─── DATA PROVIDED

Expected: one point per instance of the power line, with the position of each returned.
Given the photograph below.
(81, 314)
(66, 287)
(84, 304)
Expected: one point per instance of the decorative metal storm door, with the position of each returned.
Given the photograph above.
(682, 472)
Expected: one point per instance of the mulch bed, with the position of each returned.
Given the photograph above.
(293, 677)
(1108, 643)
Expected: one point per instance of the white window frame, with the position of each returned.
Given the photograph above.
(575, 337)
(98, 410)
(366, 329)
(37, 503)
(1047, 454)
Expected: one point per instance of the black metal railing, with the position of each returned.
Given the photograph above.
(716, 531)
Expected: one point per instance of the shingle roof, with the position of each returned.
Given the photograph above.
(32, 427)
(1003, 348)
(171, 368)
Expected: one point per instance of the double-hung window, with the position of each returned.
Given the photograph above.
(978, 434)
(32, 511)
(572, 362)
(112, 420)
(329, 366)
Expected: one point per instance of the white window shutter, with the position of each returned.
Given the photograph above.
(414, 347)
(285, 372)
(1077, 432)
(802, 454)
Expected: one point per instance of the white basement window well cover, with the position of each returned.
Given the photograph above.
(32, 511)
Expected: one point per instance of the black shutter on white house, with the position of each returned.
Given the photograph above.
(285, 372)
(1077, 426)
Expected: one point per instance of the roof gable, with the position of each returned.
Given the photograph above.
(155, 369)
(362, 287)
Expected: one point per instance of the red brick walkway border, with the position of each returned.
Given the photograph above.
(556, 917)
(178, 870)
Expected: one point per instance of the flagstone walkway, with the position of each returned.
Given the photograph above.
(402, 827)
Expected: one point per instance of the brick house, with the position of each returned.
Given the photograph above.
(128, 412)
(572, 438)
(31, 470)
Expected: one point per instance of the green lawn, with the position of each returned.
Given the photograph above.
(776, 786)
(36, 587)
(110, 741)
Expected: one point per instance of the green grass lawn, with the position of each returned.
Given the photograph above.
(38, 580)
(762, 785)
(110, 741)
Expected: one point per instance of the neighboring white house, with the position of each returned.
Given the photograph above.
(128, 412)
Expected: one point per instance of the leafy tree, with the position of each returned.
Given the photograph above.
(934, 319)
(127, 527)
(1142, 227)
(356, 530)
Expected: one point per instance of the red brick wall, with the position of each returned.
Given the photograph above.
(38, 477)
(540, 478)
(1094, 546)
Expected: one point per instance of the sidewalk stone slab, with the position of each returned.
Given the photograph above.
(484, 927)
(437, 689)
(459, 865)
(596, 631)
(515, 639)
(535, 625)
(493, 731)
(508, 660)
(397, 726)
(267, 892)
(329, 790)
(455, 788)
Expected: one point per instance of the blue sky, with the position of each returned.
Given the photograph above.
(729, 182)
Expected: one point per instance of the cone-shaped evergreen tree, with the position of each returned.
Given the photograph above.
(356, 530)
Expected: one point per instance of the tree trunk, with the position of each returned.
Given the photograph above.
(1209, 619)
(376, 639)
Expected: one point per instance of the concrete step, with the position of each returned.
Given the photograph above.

──────

• _SET EXERCISE_: Restate each record word for word.

• _EXPECTED OUTPUT_:
Expected: one point per instance of the power line, with the position of each returned.
Given the photograph below.
(81, 314)
(66, 287)
(84, 304)
Expected: one point per instance of the decorative metal storm door, with the position of each returned.
Given the photograph above.
(682, 472)
Expected: one point per instance of the mulch bed, with the position of each returned.
Given the photograph above.
(293, 677)
(1108, 643)
Expected: one point per instance of the white window frame, with the position of each returned.
Given the photograph above.
(575, 337)
(98, 410)
(366, 329)
(37, 503)
(1047, 454)
Expected: one point per instance of the black metal railing, with the position of each returned.
Given the photograph above.
(716, 531)
Expected: one point per instance of the shingle roof, with the position of each returned.
Given the photograph above.
(32, 427)
(1003, 348)
(171, 368)
Expected: one point per instance of the double-hung window, with the position of each returned.
Given the photograph above.
(978, 434)
(32, 511)
(572, 362)
(112, 420)
(329, 366)
Expected: one point per instance of the white window shutter, with the position of each returned.
Given the photograph above.
(414, 347)
(285, 372)
(1077, 432)
(802, 454)
Expected: one point per instance of the white basement window well cover, with the position of each returned.
Given the photograph above.
(32, 511)
Expected: one point per instance of the black shutter on white house, with the position of each returned.
Given the photograph above.
(285, 372)
(1077, 426)
Expected: one point per instance of the roof gable, with the position of each returned.
Given the photograph above.
(155, 369)
(362, 287)
Expected: one point per instance of the red brick walkway border, with the position of each returned.
Given the photograph above.
(556, 917)
(178, 870)
Expected: one point per instance of the flagstone walkway, with the position of each returned.
Given the photograph above.
(402, 827)
Expected: one point per instance of the brick house, with the position of each returned.
Given the photograph above.
(128, 412)
(572, 438)
(31, 470)
Expected: one point per instance of the green lawn, with the position of each returned.
Given the photograph above.
(776, 786)
(36, 587)
(110, 741)
Expected: one point per instance of the green grass lawn, with the position of each returned.
Given the photograph above.
(38, 580)
(762, 785)
(110, 741)
Expected: one point per instance of the neighboring white house, with the position of each returned.
Given the photograph above.
(128, 412)
Expected: one point per instance of the leafy tree, with the position of each returned.
Given the photograph above.
(934, 319)
(127, 527)
(1142, 227)
(356, 530)
Expected: one point per instance of the red brick wall, with the position of each returned.
Given the photograph above.
(38, 477)
(540, 478)
(1094, 546)
Expected: one point per instance of the sidewalk stone slab, with the position of each returned.
Given the photograph above.
(484, 927)
(437, 689)
(459, 865)
(596, 631)
(515, 639)
(535, 625)
(493, 731)
(508, 660)
(397, 726)
(267, 892)
(329, 790)
(455, 788)
Expected: one point per instance of the blue sky, with the position of each returned.
Given the photograph above.
(729, 182)
Expected: one point per instance of the cone-shaped evergreen tree, with the position of each returned.
Given the photograph above.
(356, 530)
Expected: one point per instance of the tree trunk, with the position of each returned.
Given the photograph above.
(1209, 619)
(376, 639)
Expected: one point per instance of the concrete step, with the position of each returned.
Given the photograph above.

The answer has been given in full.